• Exercise prompt:
Edit the material below, starting at the line that contains "[segment] green shrub" and continuing through the last line, and write those lines again with "bare ground clearing" changed to "exposed soil patch" and nothing else altered.

┌─ Dataset content

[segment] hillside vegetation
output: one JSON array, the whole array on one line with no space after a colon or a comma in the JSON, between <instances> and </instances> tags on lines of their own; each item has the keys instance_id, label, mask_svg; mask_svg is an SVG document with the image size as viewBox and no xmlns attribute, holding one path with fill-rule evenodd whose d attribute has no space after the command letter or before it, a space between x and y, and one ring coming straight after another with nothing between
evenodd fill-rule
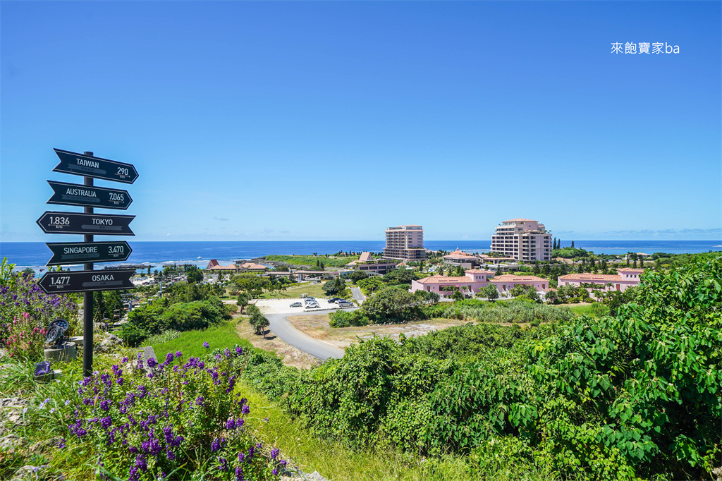
<instances>
[{"instance_id":1,"label":"hillside vegetation","mask_svg":"<svg viewBox=\"0 0 722 481\"><path fill-rule=\"evenodd\" d=\"M456 453L480 476L501 463L520 477L700 479L722 454L721 308L722 258L708 256L646 274L614 316L375 338L303 372L258 352L238 362L349 446Z\"/></svg>"}]
</instances>

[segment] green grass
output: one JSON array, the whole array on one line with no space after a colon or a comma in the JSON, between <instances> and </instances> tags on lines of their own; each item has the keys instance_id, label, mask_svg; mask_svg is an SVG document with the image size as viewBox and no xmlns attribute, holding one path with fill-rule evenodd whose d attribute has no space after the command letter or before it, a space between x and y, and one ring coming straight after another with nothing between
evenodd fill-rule
<instances>
[{"instance_id":1,"label":"green grass","mask_svg":"<svg viewBox=\"0 0 722 481\"><path fill-rule=\"evenodd\" d=\"M314 298L328 297L323 292L323 284L326 281L321 281L321 284L311 285L310 282L301 282L293 284L282 292L274 292L271 295L269 292L264 292L261 299L288 299L290 298L300 298L301 294L308 294Z\"/></svg>"},{"instance_id":2,"label":"green grass","mask_svg":"<svg viewBox=\"0 0 722 481\"><path fill-rule=\"evenodd\" d=\"M269 261L285 262L292 266L315 266L316 261L321 261L327 267L343 267L351 261L357 261L358 257L326 257L325 256L266 256Z\"/></svg>"},{"instance_id":3,"label":"green grass","mask_svg":"<svg viewBox=\"0 0 722 481\"><path fill-rule=\"evenodd\" d=\"M162 360L168 352L181 351L183 358L198 357L206 353L204 342L210 344L210 350L232 347L235 344L244 349L251 347L251 343L238 336L235 330L235 321L209 327L204 331L187 331L175 339L167 342L153 344L156 358Z\"/></svg>"},{"instance_id":4,"label":"green grass","mask_svg":"<svg viewBox=\"0 0 722 481\"><path fill-rule=\"evenodd\" d=\"M398 452L391 446L352 450L341 443L316 438L303 426L300 420L245 382L240 381L237 389L248 399L251 407L246 425L256 432L264 444L280 448L282 456L290 458L304 472L318 471L334 481L558 479L549 469L539 469L524 462L513 466L482 467L468 456L423 459Z\"/></svg>"},{"instance_id":5,"label":"green grass","mask_svg":"<svg viewBox=\"0 0 722 481\"><path fill-rule=\"evenodd\" d=\"M571 311L575 316L583 316L586 314L591 317L599 317L601 311L599 310L600 308L595 306L595 304L588 304L582 305L579 304L560 304L560 306L563 306ZM606 306L605 306L606 307Z\"/></svg>"}]
</instances>

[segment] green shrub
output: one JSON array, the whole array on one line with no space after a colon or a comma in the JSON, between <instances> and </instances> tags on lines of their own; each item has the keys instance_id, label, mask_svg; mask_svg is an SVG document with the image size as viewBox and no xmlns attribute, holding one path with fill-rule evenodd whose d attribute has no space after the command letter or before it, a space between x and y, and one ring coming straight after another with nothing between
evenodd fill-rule
<instances>
[{"instance_id":1,"label":"green shrub","mask_svg":"<svg viewBox=\"0 0 722 481\"><path fill-rule=\"evenodd\" d=\"M367 326L371 321L364 316L362 311L336 311L329 315L329 325L331 327L349 327L350 326Z\"/></svg>"}]
</instances>

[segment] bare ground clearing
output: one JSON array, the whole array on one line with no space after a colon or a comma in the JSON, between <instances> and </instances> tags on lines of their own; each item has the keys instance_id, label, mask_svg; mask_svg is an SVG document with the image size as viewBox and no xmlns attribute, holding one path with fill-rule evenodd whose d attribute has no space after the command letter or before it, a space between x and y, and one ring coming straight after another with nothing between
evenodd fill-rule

└─

• Finished task:
[segment] green shrub
output: one JSON array, the whole array on one line with no space after a colon or a comma in the JSON, between <instances> and </instances> tags on lines of their own; each item has the keys instance_id, label, mask_svg; mask_svg is an SVG document with the image size as viewBox and no xmlns attribute, holding one path with fill-rule evenodd whose d attribute has no space after the command letter or before it, a space between x and y, and one ring coming straight after another with nothing between
evenodd fill-rule
<instances>
[{"instance_id":1,"label":"green shrub","mask_svg":"<svg viewBox=\"0 0 722 481\"><path fill-rule=\"evenodd\" d=\"M367 326L371 321L364 316L362 311L336 311L329 315L329 325L331 327L349 327L350 326Z\"/></svg>"}]
</instances>

[segment] exposed soil patch
output: one JSON array, the whole array on one line with no space after a colon or a comma in the JSON, between <instances> and </instances> tags on lines of their own; each item has the keys instance_id, label, mask_svg; mask_svg is an SVG document with the image size as viewBox and no xmlns attribute, holding one path with fill-rule evenodd whose d attribute has no space after the command letter or before it, a space between x and y, and one ring coming straight after another with nothing between
evenodd fill-rule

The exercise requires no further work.